* **Consegna 1**:
Stabilisci se le affermazioni (a), (b) e (c) concordano con il brano sulla messa a posto: (a) i mafiosi di Castelvetrano che eseguono un lavoro pubblico in un'altra città pagano la cosca del luogo; (b) gli imprenditori vicinissimi a Matteo Messina Denaro sono esentati dal pagamento; (c) Lorenzo Cimarosa è ancora in vita. Per ciascuna rispondi sì o no, citando alla lettera le parole del brano che lo dimostrano.
* **Consegna 2**:
Fornisci il seguito del brano sulla messa a posto, cominciando subito dopo la sua ultima frase.

* **Estratto del testo**:
────────────────────────────────────────

Funziona così: se i mafiosi di Castelvetrano vanno a fare un lavoro pubblico in un’altra città, devono pagare la “messa a posto” alla cosca del luogo. Proprio come quando i mafiosi “di fuori” si aggiudicano i lavori a Castelvetrano. In realtà, è chiaro che il sistema riguarda un territorio molto più vasto di quello che si possa pensare.
E non ci sono eccezioni, nemmeno per gli imprenditori vicinissimi a Matteo Messina Denaro. I soldi servono per il mantenimento dei detenuti. Ed ogni famiglia mafiosa ha i suoi.
Anche a Castellammare del Golfo.
Dove pare che il castelvetranese Nicolò Clemente (arrestato lo scorso 6 luglio), forte della vicinanza al superboss, tendesse a derogare alle regole di Cosa nostra, dopo aver lavorato all’ammodernamento di una strada comunale di quella città.
Lo racconta il collaboratore di giustizia Lorenzo Cimarosa (oggi defunto) ma anche le intercettazioni degli inquirenti. E Lillo Giambalvo, il consigliere comunale di Castelvetrano fan dei Messina Denaro, lo racconta al fidato Franco Martino (precisiamo che l’ex consigliere non è coinvolto penalmente nei procedimenti giudiziari che riguardano Giambalvo).

────────────────────────────────────────

* **Materiale presentato**:
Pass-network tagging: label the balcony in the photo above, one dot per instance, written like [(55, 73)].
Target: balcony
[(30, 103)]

────────────────────────────────────────

* **Risposta corretta 1**:
(a) Sì: «devono pagare la “messa a posto” alla cosca del luogo».
(b) No: «E non ci sono eccezioni, nemmeno per gli imprenditori vicinissimi a Matteo Messina Denaro».
(c) No: «Lorenzo Cimarosa (oggi defunto)».

* **Risposta corretta 2**:
Dalle carte relative all’arresto di Clemente, emergono delle cose molto interessanti.
Emerge un Giambalvo lontano dalla figura del millantatore che gli si è cucita addosso nel corso di questi ultimi anni (Tp24 ne aveva già parlato qui). Emerge un Clemente che prende ordini solo da Matteo Messina Denaro. E perfino un Martino che rivela al Giambalvo di fare attenzione perché ha gli occhi puntati da parte delle forze dell’ordine.
Quest’ultimo, assolto in primo grado al processo Eden 2, era stato dipinto come un fanfarone che, per darsi un tono, raccontava al consigliere Franco Martino di essersi visto perfino con Matteo Messina Denaro in persona, durante una battuta di caccia, avendo pianto (entrambi) per la commozione, mentre il capomafia latitante tentava di portargli via la lepre appena presa.
Ma Giambalvo un suo ruolo riconosciuto nella cosca di Castelvetrano ce l’aveva eccome.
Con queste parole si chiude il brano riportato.